## [Enunciado]
Reescreva as linhas a partir da que contém "stained concrete floor." até a última, ambas incluídas, trocando "cupboard" por "wardrobe". Todo o resto deve ficar igual.

+++ Material do exercício +++

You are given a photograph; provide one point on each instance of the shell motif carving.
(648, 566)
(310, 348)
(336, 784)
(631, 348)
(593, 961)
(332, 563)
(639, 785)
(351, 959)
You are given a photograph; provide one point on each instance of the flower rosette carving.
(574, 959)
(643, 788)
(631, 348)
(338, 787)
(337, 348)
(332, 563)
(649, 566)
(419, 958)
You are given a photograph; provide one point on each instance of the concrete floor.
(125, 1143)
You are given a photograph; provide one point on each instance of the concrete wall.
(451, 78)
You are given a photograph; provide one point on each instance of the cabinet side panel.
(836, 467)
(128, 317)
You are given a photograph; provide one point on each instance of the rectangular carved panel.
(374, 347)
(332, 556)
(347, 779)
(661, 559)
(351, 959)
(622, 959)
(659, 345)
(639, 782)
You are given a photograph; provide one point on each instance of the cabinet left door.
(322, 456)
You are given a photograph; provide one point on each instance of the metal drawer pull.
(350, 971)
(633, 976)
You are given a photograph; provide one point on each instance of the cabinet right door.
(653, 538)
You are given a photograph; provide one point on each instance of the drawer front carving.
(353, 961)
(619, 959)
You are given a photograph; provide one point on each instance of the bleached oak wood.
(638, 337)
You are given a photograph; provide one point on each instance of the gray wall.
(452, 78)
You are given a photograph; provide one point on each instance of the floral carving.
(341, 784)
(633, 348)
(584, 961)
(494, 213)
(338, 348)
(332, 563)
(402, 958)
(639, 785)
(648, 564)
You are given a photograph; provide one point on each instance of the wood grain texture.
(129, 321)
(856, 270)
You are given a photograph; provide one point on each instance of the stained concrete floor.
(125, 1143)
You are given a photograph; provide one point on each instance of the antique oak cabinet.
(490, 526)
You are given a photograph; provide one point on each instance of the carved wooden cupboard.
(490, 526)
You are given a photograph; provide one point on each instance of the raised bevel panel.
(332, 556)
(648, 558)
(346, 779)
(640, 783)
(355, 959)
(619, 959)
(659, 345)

+++

## [Resposta]
You are given a photograph; provide one point on each instance of the stained concrete floor.
(125, 1143)
You are given a photograph; provide one point on each instance of the antique oak cabinet.
(490, 526)
You are given a photograph; provide one point on each instance of the carved wooden wardrobe.
(490, 526)
You are given a photograph; provide one point on each instance of the raised bevel panel.
(332, 556)
(648, 558)
(346, 779)
(640, 783)
(355, 959)
(619, 959)
(659, 345)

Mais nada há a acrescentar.